- Exercise aim:
Every line from the one with "the rear passenger" through the end of the records below should be restated word for word, and nothing outside that span.

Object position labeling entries
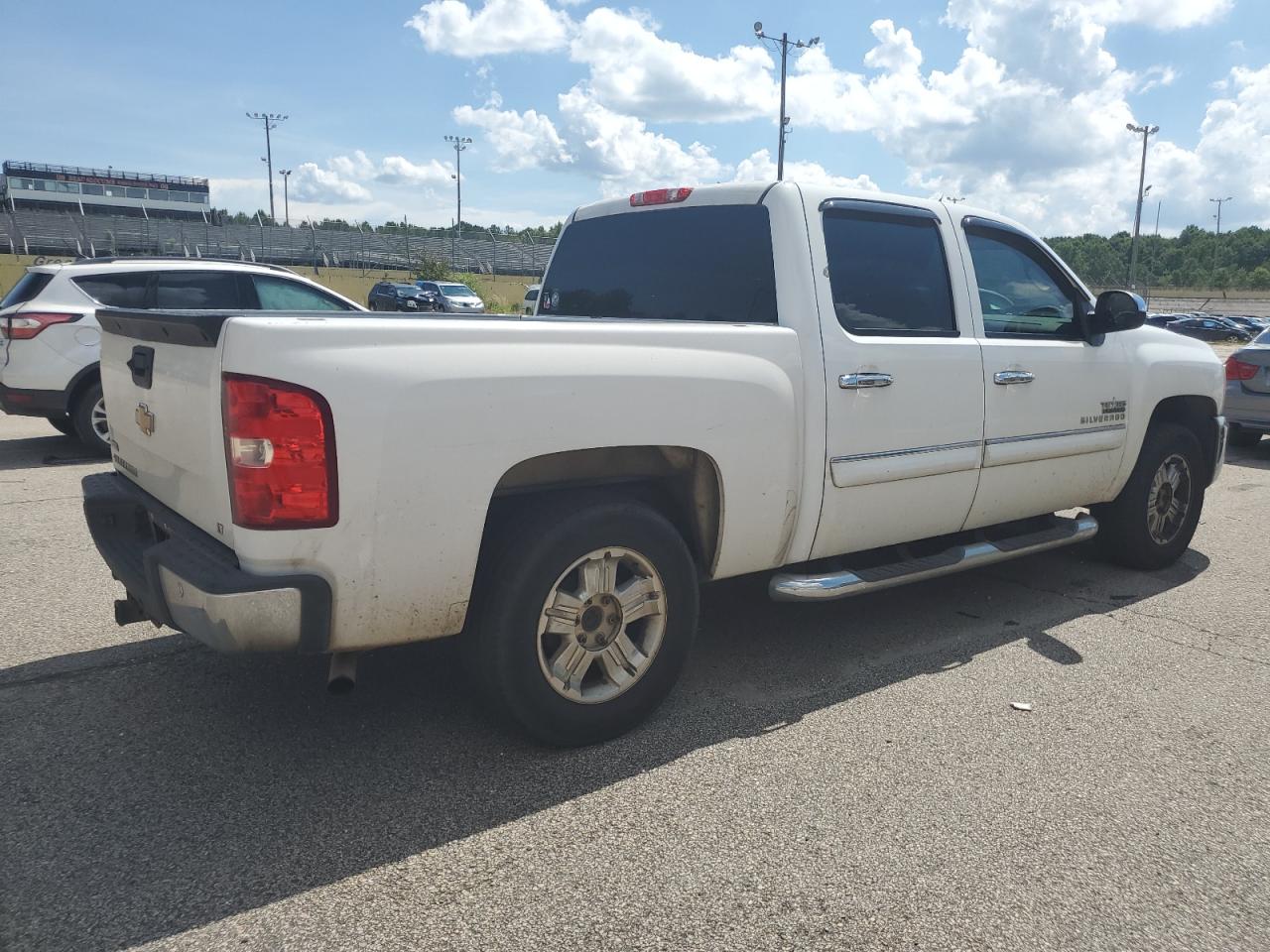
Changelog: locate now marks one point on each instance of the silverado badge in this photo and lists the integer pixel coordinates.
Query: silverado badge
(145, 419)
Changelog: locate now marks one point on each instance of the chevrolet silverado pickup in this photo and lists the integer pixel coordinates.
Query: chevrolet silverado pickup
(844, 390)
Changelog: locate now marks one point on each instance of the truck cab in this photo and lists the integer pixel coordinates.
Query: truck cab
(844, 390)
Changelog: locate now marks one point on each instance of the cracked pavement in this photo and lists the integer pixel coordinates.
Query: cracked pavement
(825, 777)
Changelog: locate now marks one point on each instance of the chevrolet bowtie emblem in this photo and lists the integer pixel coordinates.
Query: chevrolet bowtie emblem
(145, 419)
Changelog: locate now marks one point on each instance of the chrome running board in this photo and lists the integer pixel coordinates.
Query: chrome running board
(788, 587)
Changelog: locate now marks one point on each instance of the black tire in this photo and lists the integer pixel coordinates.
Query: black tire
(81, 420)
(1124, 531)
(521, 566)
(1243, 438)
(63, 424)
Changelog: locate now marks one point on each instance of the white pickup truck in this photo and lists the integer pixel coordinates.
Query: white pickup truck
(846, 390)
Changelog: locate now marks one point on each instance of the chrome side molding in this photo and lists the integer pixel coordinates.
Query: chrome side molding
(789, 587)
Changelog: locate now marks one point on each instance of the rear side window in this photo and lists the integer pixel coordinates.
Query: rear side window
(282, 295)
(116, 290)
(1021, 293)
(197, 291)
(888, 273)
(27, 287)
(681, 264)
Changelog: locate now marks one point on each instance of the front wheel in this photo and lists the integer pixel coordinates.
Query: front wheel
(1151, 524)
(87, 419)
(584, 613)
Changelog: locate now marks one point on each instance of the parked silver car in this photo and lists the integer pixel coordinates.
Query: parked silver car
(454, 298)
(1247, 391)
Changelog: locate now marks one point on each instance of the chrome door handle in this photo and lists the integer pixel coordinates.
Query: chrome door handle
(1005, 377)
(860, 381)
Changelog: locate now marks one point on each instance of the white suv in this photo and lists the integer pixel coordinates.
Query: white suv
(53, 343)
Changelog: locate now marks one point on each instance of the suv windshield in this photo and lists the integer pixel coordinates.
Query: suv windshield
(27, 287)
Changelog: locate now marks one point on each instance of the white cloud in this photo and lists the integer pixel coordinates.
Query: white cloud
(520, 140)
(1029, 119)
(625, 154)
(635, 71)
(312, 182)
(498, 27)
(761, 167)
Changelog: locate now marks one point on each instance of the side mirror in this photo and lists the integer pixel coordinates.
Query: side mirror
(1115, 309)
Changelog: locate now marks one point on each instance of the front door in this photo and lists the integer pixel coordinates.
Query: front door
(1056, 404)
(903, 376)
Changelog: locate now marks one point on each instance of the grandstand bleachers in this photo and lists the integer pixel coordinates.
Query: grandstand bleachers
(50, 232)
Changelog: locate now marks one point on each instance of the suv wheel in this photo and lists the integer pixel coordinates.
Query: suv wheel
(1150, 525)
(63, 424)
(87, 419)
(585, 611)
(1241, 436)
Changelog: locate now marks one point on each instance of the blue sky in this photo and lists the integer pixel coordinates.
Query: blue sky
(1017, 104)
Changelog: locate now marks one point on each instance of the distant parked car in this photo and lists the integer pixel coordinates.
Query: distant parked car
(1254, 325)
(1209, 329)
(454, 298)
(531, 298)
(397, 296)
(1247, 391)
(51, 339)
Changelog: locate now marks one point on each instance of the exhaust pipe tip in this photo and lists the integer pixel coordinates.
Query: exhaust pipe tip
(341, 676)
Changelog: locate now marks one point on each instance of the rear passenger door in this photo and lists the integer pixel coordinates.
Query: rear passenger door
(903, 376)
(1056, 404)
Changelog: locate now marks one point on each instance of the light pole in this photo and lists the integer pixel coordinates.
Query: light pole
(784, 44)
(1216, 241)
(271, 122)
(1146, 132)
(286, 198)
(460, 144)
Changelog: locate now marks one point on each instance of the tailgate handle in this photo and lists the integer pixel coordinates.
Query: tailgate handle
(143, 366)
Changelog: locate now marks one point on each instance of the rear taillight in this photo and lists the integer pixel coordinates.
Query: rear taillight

- Answer below:
Changelog: locate now marks one point on each instance of the rear passenger door in this photo and lists the integer pixel coordinates.
Query: rear passenger door
(903, 376)
(1056, 404)
Changelog: locate now marks one point on each instance of the light pole in this photo and lists the integer pixel coordinates.
Query: light pole
(784, 44)
(1216, 241)
(271, 122)
(1146, 132)
(286, 198)
(460, 144)
Changelog: locate now marks one point on each instance of the tailgate handle in this photo and lists the integer pixel coordinates.
Query: tailgate handle
(143, 366)
Changelog: locate now marks one point on each instance of the rear taillight in this photo and lists the integer pixel coordinates.
Query: rear taillight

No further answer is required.